■ **To be done**: Make an exact copy of the entries below.

** BEGIN Dataset rows **

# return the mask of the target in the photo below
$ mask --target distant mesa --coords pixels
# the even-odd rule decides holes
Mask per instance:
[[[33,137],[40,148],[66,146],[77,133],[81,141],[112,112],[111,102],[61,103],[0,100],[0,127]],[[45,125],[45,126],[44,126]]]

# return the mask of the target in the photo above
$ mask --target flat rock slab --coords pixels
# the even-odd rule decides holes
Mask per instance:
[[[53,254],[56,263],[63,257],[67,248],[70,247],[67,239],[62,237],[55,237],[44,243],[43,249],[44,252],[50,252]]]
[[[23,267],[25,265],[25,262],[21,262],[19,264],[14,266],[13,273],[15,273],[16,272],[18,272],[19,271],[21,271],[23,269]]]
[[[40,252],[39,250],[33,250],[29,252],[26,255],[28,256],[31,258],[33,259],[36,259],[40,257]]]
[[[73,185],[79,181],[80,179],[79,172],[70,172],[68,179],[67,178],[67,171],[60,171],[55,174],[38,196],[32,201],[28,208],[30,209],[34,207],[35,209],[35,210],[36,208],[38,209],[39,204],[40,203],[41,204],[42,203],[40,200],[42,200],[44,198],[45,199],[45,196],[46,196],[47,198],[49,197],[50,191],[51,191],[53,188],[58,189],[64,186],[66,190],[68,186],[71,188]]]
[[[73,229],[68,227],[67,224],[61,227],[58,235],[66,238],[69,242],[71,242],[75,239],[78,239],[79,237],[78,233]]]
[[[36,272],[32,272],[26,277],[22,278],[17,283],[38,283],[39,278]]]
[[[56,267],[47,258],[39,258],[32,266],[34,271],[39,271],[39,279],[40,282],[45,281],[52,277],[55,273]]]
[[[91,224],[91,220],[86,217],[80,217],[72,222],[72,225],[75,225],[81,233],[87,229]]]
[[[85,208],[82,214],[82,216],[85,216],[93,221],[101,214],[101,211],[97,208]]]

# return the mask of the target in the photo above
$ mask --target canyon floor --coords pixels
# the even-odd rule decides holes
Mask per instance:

** END Dataset rows **

■ **The completed task**:
# return the mask of the target in the photo below
$ mask --target distant mesa --coords pixels
# the even-odd rule decides holes
Mask per instance:
[[[33,137],[40,148],[66,146],[77,133],[81,141],[112,112],[111,102],[61,103],[0,100],[0,127]],[[45,125],[45,126],[44,126]]]

# return the mask of the target in the photo above
$ mask --target flat rock slab --coords pixels
# the even-odd rule decides holes
Mask per instance:
[[[53,254],[56,263],[63,257],[67,248],[70,247],[67,239],[62,237],[55,237],[44,243],[43,249],[44,252],[50,252]]]
[[[23,267],[25,265],[25,262],[21,262],[19,264],[14,266],[13,273],[15,273],[16,272],[18,272],[19,271],[21,271],[23,269]]]
[[[40,252],[39,250],[33,250],[29,252],[26,255],[28,256],[31,258],[33,259],[36,259],[40,257]]]
[[[73,185],[79,181],[80,179],[79,172],[70,172],[68,179],[67,178],[67,171],[60,171],[55,174],[38,196],[32,201],[28,208],[30,209],[34,207],[35,209],[35,210],[36,208],[38,209],[39,204],[40,203],[41,204],[42,203],[40,200],[42,200],[44,198],[45,199],[45,196],[46,196],[47,198],[49,197],[50,191],[51,191],[53,188],[58,189],[64,186],[66,190],[68,186],[71,188]]]
[[[73,229],[68,227],[67,224],[61,227],[58,235],[66,238],[69,242],[71,242],[75,239],[78,239],[79,237],[78,233]]]
[[[36,272],[32,272],[26,277],[22,278],[17,283],[38,283],[39,278]]]
[[[56,267],[47,258],[39,258],[32,266],[34,271],[39,271],[39,279],[40,282],[45,281],[52,277],[55,273]]]
[[[91,224],[91,220],[86,217],[80,217],[72,222],[72,225],[75,225],[81,233],[87,229]]]
[[[85,208],[82,214],[82,216],[85,216],[93,221],[101,214],[101,211],[97,208]]]

# return the mask of the target in the photo above
$ mask --target canyon floor --coords pixels
# the even-odd rule decides holes
Mask per instance:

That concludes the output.